__EXCERPT TO READ__
--------------------
1

My data is as below. I want to sort by the timestamp and use the latest sample of each userid as the testing data. How should I do the train and test split? What I have tried is using pandas to sort_values timestamp and then groupby 'userid'. But I only get a groupby object. What is the correct way to do that? Is pyspark a better tool?

data

After I get the dataframe of the testing data, how should split data? Obviously I cannot use sklearn's train_test_split.

user10262232
  • 71
  • 1
  • 9
  • 1
    You have to group by user id and get max timestamp out of each group. You should be able to get the answer here: https://stackoverflow.com/questions/15705630/get-the-rows-which-have-the-max-value-in-groups-using-groupby – Anatoliy R Nov 13 '19 at 03:58

2 Answers2

1

You could do the following:

# Sort the data by time stamp
df = df.sort_values('timestamp')

# Group by userid and get the last entry from each group
test_df = df.groupby(by='userid', as_index=False).nth(-1)
--------------------
__EXPLORE THE MATERIAL__
1. Rewrite the part of the forum thread from "My data is as" down to "use sklearn's train_test_split.", putting "test set" in place of "testing data" everywhere.
2. In the forum thread's answer code, which call picks the last entry from each userid group?

(Stored items)
--------------------
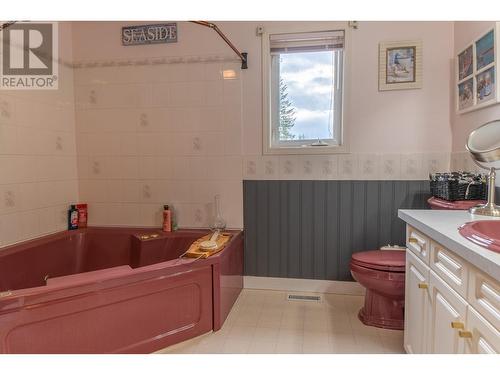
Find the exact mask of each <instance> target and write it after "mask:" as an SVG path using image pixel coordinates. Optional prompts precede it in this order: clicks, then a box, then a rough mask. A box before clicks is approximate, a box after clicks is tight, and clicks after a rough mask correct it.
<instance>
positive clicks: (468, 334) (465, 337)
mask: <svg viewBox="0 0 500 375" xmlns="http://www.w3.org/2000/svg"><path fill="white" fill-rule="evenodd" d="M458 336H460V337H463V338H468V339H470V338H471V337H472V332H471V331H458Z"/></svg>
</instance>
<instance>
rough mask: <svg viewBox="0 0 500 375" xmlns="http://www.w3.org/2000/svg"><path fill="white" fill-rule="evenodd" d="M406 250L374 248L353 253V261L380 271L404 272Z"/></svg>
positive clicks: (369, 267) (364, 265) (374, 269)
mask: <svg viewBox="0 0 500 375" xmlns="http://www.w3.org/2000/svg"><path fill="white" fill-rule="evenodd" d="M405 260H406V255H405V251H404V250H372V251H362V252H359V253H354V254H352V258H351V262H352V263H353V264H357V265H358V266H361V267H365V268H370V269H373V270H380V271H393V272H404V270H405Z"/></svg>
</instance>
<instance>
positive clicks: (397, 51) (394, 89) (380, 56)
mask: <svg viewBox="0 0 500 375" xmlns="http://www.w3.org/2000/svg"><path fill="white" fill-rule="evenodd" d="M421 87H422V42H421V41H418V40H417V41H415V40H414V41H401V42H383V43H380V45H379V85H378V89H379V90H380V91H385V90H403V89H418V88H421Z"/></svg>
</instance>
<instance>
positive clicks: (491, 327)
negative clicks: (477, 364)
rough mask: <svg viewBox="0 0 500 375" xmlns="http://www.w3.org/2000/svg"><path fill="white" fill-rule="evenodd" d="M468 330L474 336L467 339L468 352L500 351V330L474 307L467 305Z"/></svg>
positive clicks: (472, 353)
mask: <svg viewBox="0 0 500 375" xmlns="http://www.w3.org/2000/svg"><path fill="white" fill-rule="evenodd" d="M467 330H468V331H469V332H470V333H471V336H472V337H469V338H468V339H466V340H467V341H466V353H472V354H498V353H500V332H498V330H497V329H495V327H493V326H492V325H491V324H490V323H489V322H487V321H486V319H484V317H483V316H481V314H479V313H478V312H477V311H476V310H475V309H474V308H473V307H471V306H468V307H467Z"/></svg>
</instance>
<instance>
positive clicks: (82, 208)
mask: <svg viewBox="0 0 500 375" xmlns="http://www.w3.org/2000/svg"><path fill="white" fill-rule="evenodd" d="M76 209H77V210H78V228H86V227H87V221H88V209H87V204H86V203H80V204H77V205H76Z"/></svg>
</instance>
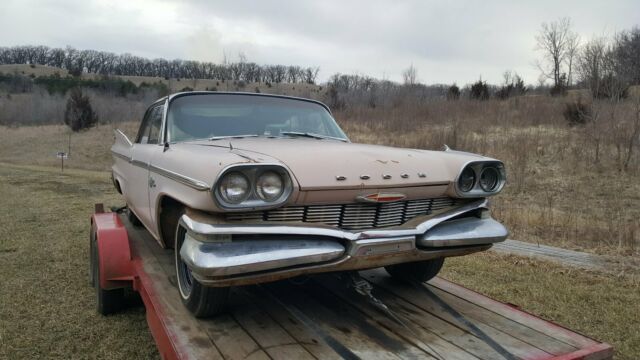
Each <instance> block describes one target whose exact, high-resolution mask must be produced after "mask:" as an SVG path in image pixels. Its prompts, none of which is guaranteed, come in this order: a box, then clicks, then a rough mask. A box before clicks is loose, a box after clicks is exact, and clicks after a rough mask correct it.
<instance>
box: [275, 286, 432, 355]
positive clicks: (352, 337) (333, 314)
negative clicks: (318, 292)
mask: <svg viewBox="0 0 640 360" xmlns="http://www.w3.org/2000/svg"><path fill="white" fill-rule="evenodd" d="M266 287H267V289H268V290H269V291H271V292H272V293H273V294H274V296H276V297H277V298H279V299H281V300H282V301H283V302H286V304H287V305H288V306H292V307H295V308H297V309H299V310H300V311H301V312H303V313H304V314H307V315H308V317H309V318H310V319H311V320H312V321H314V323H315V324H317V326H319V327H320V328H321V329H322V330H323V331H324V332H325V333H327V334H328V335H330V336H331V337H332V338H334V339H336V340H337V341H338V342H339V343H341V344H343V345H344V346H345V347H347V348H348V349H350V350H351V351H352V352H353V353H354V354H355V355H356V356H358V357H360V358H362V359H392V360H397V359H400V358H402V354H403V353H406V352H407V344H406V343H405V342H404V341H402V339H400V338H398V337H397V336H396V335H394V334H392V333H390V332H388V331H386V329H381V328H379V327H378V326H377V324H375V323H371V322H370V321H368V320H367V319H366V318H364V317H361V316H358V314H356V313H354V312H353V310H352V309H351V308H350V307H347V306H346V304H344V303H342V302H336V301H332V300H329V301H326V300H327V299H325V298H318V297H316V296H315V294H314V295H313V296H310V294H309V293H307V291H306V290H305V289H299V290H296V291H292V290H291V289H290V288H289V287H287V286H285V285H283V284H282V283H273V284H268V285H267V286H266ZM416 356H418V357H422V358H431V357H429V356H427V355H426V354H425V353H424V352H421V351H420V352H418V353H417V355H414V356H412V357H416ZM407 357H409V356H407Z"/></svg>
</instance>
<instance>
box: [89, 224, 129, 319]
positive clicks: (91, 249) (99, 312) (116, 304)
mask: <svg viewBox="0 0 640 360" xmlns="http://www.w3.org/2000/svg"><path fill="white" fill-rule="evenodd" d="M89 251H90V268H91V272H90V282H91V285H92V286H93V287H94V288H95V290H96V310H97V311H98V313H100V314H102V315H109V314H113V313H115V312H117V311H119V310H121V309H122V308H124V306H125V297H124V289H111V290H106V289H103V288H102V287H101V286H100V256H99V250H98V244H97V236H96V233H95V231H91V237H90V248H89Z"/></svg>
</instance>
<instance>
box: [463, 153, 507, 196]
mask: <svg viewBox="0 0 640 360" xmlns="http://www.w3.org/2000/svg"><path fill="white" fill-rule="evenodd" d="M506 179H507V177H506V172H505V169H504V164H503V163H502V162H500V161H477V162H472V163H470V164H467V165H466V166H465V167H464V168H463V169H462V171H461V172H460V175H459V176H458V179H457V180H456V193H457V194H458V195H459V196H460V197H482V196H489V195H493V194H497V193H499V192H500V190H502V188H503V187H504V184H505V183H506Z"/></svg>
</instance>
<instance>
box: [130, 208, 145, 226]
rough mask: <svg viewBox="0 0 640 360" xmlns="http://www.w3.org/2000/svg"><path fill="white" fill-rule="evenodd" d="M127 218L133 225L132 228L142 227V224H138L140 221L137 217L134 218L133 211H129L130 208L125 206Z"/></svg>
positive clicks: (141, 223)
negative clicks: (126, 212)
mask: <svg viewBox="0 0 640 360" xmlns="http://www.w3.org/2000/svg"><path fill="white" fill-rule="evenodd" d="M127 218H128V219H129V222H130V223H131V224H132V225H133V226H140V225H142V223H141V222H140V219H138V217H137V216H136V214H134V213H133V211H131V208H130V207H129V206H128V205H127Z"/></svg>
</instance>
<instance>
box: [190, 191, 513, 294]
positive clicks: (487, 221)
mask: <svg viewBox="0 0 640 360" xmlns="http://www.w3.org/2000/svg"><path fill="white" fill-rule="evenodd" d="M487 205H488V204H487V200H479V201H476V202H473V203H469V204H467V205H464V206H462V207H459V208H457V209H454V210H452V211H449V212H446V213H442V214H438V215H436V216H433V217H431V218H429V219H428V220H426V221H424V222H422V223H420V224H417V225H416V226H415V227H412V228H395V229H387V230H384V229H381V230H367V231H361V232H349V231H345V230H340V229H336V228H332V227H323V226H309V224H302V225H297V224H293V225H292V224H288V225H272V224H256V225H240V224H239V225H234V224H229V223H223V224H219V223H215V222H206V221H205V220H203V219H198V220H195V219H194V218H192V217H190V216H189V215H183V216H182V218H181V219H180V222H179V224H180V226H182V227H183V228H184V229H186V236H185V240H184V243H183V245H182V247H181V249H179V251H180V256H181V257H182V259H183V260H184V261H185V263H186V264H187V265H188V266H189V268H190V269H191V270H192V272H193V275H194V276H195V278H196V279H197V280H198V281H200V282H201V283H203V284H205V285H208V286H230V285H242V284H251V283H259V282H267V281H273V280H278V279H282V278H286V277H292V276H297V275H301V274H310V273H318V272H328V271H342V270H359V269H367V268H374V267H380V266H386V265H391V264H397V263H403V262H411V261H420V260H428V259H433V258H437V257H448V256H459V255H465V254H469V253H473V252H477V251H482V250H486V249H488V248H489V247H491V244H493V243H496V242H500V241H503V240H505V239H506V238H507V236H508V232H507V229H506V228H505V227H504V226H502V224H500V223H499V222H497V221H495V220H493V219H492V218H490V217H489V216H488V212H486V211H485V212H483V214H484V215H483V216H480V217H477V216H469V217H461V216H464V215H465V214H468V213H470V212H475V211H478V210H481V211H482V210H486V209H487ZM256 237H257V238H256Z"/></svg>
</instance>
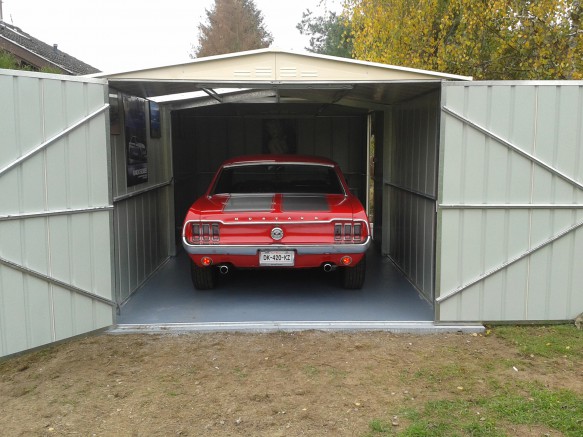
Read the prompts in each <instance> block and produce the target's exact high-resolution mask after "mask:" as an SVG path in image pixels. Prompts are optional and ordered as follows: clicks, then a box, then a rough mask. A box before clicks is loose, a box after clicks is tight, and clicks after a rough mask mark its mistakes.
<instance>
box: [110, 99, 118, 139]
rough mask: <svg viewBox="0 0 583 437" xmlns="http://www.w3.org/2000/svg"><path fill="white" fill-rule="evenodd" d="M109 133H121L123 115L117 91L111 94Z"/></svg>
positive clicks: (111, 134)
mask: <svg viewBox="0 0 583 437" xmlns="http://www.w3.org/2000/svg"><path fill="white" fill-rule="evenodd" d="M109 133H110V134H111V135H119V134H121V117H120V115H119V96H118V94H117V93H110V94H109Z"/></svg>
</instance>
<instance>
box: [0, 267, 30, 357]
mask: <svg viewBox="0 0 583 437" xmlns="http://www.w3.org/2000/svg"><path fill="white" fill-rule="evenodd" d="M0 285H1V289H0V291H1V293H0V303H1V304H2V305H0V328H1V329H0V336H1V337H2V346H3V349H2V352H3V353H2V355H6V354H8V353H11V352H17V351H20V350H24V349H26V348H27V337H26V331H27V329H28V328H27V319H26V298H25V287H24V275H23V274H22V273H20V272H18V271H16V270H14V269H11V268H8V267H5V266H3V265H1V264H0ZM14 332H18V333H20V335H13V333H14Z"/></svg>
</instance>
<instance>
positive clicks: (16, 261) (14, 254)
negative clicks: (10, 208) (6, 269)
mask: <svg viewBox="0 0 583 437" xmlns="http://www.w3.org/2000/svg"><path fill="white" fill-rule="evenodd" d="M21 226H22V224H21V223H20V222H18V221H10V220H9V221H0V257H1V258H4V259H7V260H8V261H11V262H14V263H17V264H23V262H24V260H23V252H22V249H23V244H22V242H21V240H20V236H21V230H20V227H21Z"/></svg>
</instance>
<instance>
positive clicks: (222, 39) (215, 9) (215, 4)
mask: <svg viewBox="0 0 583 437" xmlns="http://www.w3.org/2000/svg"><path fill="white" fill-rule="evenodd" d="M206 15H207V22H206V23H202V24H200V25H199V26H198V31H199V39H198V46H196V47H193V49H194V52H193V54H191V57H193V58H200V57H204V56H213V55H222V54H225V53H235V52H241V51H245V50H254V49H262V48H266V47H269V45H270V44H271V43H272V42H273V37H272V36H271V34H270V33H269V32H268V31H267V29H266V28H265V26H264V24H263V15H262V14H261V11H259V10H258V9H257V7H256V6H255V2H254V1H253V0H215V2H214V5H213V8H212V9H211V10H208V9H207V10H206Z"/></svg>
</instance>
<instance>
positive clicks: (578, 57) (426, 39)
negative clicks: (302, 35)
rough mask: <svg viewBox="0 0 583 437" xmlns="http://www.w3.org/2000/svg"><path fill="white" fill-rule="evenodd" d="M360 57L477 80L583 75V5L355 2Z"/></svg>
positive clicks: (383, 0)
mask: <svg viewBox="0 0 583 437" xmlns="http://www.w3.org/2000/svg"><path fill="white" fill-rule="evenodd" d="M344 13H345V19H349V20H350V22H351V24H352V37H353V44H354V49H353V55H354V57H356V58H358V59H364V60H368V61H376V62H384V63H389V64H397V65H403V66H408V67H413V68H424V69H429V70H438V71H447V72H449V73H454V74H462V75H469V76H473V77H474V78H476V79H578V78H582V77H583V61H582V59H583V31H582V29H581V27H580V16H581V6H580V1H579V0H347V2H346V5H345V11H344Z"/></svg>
--------------------
__LIST OF SOLUTIONS__
1.
My data is as below. I want to sort by the timestamp and use the latest sample of each userid as the test set. How should I do the train and test split? What I have tried is using pandas to sort_values timestamp and then groupby 'userid'. But I only get a groupby object. What is the correct way to do that? Is pyspark a better tool?

data

After I get the dataframe of the test set, how should split data? Obviously I cannot use sklearn's train_test_split.

2. `nth(-1)`, called on `df.groupby(by='userid', as_index=False)`